▶ Given exercise:
In the following rows, how many lines contain the string "below"? Reply with the number alone.
— START Material provided —
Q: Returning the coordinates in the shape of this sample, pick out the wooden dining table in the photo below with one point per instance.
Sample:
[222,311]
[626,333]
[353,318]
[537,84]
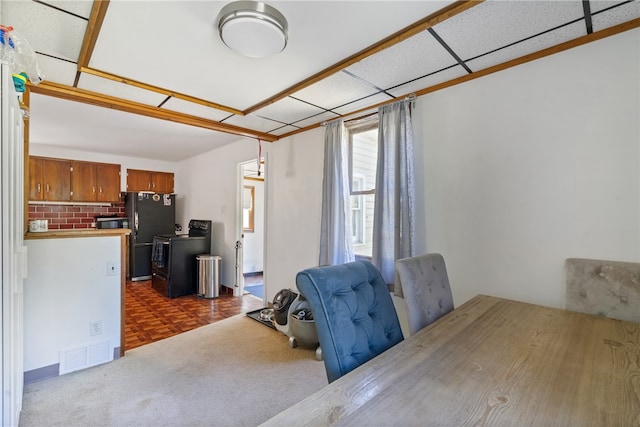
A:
[491,362]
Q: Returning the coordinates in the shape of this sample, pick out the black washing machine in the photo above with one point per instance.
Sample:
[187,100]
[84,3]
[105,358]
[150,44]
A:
[173,261]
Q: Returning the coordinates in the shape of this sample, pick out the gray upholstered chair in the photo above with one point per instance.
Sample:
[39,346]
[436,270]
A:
[353,312]
[423,283]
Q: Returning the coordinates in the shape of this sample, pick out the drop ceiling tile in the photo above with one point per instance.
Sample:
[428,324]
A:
[119,90]
[187,107]
[363,103]
[56,70]
[81,8]
[253,122]
[334,91]
[535,44]
[495,24]
[413,58]
[609,18]
[425,82]
[51,31]
[288,110]
[320,118]
[284,129]
[598,5]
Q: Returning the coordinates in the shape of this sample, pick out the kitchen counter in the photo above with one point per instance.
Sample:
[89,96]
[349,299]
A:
[88,232]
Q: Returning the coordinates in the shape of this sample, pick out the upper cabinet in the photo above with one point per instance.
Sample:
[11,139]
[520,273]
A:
[95,182]
[62,180]
[49,179]
[142,180]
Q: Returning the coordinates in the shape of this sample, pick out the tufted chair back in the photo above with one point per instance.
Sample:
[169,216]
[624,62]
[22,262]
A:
[424,284]
[353,312]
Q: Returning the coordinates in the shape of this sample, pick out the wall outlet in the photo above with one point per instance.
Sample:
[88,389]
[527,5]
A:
[95,328]
[112,268]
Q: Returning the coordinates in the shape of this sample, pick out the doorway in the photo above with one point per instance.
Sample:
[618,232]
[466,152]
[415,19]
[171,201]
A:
[250,262]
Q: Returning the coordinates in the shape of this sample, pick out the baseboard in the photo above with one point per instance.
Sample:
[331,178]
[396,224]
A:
[40,374]
[52,371]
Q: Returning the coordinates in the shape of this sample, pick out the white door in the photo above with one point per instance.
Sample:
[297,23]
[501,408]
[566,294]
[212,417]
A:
[251,221]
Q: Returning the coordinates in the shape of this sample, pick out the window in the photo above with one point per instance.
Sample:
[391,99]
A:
[363,158]
[247,208]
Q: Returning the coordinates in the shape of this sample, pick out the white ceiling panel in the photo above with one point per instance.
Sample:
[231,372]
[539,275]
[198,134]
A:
[162,53]
[81,8]
[110,131]
[47,30]
[174,45]
[316,119]
[119,90]
[434,79]
[535,44]
[284,129]
[618,15]
[288,110]
[415,57]
[598,5]
[363,103]
[334,91]
[56,70]
[495,24]
[253,121]
[186,107]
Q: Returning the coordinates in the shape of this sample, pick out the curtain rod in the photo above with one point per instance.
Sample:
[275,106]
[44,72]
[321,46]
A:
[411,97]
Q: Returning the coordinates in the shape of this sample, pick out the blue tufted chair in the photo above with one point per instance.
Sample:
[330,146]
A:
[424,284]
[353,311]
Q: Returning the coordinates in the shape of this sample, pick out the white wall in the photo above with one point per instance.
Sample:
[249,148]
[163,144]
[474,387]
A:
[125,162]
[209,190]
[533,165]
[293,208]
[516,172]
[67,287]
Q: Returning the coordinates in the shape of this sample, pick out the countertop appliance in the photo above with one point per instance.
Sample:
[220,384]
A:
[111,221]
[174,265]
[149,214]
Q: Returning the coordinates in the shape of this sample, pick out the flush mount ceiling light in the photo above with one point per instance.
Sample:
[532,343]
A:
[252,28]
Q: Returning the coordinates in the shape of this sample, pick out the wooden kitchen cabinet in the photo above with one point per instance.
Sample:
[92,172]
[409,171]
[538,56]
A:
[49,179]
[95,182]
[142,180]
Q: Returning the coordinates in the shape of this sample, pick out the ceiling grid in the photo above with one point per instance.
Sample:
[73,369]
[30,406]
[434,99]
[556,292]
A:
[180,59]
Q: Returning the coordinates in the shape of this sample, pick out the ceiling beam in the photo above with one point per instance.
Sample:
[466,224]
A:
[160,90]
[410,31]
[607,32]
[98,12]
[93,98]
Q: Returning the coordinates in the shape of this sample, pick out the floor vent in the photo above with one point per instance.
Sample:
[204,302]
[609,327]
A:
[92,354]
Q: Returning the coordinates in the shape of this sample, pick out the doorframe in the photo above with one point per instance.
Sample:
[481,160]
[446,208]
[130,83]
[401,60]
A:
[238,289]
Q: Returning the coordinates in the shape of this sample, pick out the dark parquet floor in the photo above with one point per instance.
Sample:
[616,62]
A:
[150,316]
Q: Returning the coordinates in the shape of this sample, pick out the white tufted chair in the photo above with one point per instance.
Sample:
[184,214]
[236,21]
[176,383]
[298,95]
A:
[424,284]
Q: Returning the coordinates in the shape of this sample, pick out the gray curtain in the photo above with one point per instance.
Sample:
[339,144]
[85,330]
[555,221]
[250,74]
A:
[394,217]
[335,230]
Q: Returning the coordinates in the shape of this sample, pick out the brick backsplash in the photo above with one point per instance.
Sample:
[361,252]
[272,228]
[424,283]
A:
[68,217]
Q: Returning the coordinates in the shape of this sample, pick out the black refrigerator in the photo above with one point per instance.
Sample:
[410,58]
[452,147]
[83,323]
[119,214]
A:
[149,214]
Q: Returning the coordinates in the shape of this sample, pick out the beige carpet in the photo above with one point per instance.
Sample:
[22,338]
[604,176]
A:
[235,372]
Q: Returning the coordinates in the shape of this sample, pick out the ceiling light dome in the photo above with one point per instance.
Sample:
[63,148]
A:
[253,28]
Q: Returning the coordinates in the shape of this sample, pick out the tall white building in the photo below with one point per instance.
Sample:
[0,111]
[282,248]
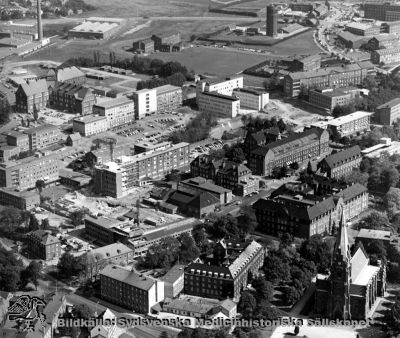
— END Material provided —
▶ Task result:
2